Passage given -
######
Thread (41 messages) 41 messages, 8 authors, 2015-01-12

Re: [PATCHv10 man-pages 5/5] execveat.2: initial man page for execveat(2)

From: Andy Lutomirski <luto@amacapital.net>
Date: 2015-01-09 23:24:38
Also in: linux-api, lkml, sparclinux

On Fri, Jan 9, 2015 at 3:12 PM, Rich Felker [off-list ref] wrote:
On Fri, Jan 09, 2015 at 10:57:43PM +0000, Al Viro wrote:
quoted
On Fri, Jan 09, 2015 at 05:42:52PM -0500, Rich Felker wrote:
quoted
Here's a very simple way it could work -- it could put the O_PATH fd
on a previously-unused fd number, and put a special flag on the fd,
like FD_CLOEXEC, but that causes the kernel to close it whenever it's
opened. The pathname passed could then simply be /dev/fd/%d or
/proc/self/fd/%d, and although this is presently dependent on /proc
being mounted, virtual /dev/fd/* could someday be something completely
independent of procfs. The kernel keeps all the freedom to choose how
to pass the name to the interpreter. I'm not proposing any kernel
API/ABI lock-in and I'm with you in opposing such lock-in.
Huh?  open() on procfs symlinks does *NOT* work the way - the symlink is
traversed and after that point there is no information whatsoever how we
got to that vfsmount/dentry pair.  I can imagine several kludges that would
work, but they are unspeakably ugly, and do_last() is already far too
convoluted as it is.
######
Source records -

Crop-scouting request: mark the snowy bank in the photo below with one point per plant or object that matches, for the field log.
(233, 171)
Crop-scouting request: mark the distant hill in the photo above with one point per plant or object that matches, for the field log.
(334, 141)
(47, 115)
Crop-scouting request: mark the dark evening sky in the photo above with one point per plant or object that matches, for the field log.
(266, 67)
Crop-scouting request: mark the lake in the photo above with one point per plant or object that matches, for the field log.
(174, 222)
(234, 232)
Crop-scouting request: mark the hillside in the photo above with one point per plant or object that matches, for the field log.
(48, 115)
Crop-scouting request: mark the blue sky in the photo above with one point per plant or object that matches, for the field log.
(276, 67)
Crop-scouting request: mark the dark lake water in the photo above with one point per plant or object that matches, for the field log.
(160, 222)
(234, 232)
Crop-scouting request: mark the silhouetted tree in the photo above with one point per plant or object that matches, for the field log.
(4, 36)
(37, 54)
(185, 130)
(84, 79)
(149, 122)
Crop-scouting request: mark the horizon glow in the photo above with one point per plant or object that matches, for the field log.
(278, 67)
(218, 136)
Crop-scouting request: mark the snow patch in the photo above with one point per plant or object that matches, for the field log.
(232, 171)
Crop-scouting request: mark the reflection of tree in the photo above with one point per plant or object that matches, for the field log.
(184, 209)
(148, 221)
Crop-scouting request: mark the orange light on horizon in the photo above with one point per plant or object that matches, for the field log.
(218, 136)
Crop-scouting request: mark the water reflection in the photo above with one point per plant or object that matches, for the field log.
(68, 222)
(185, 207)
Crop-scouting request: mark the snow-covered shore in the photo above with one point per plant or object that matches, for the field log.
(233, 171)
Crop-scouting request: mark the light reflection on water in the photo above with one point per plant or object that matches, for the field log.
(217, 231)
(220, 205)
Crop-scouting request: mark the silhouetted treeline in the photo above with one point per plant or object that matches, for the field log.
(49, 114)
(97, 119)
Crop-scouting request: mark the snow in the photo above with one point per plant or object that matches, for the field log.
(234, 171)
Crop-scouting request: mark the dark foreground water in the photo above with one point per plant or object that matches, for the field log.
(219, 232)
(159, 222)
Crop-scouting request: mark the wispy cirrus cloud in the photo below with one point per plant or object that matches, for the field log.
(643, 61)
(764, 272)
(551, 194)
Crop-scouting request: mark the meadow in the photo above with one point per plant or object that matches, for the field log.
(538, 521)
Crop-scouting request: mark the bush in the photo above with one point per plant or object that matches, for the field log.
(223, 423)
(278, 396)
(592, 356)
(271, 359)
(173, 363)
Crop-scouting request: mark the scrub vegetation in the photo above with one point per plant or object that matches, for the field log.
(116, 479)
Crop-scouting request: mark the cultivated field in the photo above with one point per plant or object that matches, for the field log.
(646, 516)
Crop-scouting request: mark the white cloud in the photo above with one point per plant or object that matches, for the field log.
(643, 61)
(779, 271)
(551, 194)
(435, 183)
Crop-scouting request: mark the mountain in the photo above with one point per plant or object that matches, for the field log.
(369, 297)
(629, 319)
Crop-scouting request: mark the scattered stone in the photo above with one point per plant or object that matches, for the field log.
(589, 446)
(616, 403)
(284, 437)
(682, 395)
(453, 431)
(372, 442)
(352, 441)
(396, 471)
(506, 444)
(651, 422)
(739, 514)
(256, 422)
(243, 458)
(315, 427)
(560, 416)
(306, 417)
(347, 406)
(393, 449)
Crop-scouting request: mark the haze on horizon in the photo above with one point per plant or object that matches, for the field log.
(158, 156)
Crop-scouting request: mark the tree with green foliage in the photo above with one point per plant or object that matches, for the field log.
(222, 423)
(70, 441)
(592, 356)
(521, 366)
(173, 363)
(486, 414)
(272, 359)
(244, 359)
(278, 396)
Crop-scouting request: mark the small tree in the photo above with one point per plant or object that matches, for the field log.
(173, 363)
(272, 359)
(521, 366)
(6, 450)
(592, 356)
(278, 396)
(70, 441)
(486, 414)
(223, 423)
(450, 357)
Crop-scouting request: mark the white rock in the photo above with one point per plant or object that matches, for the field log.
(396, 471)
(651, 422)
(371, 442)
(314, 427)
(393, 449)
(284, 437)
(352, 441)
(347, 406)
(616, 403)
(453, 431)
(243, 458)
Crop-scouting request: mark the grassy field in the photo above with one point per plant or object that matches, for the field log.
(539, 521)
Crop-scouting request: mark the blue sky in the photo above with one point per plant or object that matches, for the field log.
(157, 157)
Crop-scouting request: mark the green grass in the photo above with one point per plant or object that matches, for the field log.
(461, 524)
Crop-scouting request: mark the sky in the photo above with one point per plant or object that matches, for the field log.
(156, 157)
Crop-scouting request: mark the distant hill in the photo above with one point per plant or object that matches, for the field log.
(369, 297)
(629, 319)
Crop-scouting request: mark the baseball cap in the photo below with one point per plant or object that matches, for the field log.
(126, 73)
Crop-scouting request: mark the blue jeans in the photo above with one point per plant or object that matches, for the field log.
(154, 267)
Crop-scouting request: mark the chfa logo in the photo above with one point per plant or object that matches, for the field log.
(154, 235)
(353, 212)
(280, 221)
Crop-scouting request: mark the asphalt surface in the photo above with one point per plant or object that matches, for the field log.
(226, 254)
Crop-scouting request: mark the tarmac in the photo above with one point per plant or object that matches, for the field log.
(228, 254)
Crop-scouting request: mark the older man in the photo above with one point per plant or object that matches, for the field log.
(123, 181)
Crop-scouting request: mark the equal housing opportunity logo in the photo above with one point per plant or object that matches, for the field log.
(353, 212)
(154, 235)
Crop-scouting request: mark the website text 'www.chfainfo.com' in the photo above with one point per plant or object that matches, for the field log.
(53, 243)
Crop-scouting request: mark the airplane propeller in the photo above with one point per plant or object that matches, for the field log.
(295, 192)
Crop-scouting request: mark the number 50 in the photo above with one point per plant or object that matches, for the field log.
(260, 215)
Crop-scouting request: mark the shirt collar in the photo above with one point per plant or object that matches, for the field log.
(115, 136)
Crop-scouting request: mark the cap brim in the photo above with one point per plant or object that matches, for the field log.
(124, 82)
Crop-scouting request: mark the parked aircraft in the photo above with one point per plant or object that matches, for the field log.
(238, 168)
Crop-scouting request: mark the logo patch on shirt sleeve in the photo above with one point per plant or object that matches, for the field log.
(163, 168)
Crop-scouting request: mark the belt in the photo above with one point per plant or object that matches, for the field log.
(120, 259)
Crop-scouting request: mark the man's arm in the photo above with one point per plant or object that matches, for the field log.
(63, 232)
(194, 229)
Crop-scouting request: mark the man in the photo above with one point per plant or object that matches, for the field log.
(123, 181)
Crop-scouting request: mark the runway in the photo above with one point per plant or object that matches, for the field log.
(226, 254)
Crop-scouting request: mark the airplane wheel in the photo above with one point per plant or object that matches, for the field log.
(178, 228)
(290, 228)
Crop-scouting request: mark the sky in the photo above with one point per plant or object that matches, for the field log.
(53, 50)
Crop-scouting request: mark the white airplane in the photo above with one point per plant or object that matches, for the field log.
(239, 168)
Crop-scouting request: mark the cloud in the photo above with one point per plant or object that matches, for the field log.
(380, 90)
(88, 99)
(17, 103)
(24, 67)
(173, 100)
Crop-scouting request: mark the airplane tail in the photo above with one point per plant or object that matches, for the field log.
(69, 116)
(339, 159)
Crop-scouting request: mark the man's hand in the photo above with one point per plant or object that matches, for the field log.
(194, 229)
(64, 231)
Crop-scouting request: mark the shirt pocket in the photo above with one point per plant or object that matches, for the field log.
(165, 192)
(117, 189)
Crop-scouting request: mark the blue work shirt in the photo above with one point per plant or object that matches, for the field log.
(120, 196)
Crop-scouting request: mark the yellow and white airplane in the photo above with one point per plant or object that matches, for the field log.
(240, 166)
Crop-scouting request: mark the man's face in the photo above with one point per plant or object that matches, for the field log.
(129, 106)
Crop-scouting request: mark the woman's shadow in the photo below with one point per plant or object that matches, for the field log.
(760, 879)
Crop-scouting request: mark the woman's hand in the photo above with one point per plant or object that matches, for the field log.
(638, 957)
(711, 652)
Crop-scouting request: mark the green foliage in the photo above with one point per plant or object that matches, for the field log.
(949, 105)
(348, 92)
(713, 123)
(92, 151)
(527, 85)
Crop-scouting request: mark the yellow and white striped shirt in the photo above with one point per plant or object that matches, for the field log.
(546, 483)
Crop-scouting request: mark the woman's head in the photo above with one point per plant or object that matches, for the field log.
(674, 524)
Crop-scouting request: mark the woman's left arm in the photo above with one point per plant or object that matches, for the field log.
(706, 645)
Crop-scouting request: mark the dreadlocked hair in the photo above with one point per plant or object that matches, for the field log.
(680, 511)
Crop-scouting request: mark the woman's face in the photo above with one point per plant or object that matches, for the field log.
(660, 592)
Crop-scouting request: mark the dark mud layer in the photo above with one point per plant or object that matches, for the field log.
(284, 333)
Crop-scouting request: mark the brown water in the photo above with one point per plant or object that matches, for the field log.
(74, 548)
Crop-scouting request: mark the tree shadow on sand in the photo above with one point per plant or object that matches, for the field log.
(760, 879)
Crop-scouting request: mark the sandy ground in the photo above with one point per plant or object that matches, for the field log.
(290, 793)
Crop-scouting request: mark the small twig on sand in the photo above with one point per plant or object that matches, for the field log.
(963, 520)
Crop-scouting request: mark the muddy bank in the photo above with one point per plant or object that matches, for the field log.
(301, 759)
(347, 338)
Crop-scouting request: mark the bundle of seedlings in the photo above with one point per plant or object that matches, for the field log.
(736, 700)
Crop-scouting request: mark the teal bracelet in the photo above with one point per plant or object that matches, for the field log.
######
What you will do - In the mailing list message, repeat word for word the stretch from "On Fri, Jan 9, 2015" through "opposing such lock-in.".

Output for this task -
On Fri, Jan 9, 2015 at 3:12 PM, Rich Felker [off-list ref] wrote:
On Fri, Jan 09, 2015 at 10:57:43PM +0000, Al Viro wrote:
quoted
On Fri, Jan 09, 2015 at 05:42:52PM -0500, Rich Felker wrote:
quoted
Here's a very simple way it could work -- it could put the O_PATH fd
on a previously-unused fd number, and put a special flag on the fd,
like FD_CLOEXEC, but that causes the kernel to close it whenever it's
opened. The pathname passed could then simply be /dev/fd/%d or
/proc/self/fd/%d, and although this is presently dependent on /proc
being mounted, virtual /dev/fd/* could someday be something completely
independent of procfs. The kernel keeps all the freedom to choose how
to pass the name to the interpreter. I'm not proposing any kernel
API/ABI lock-in and I'm with you in opposing such lock-in.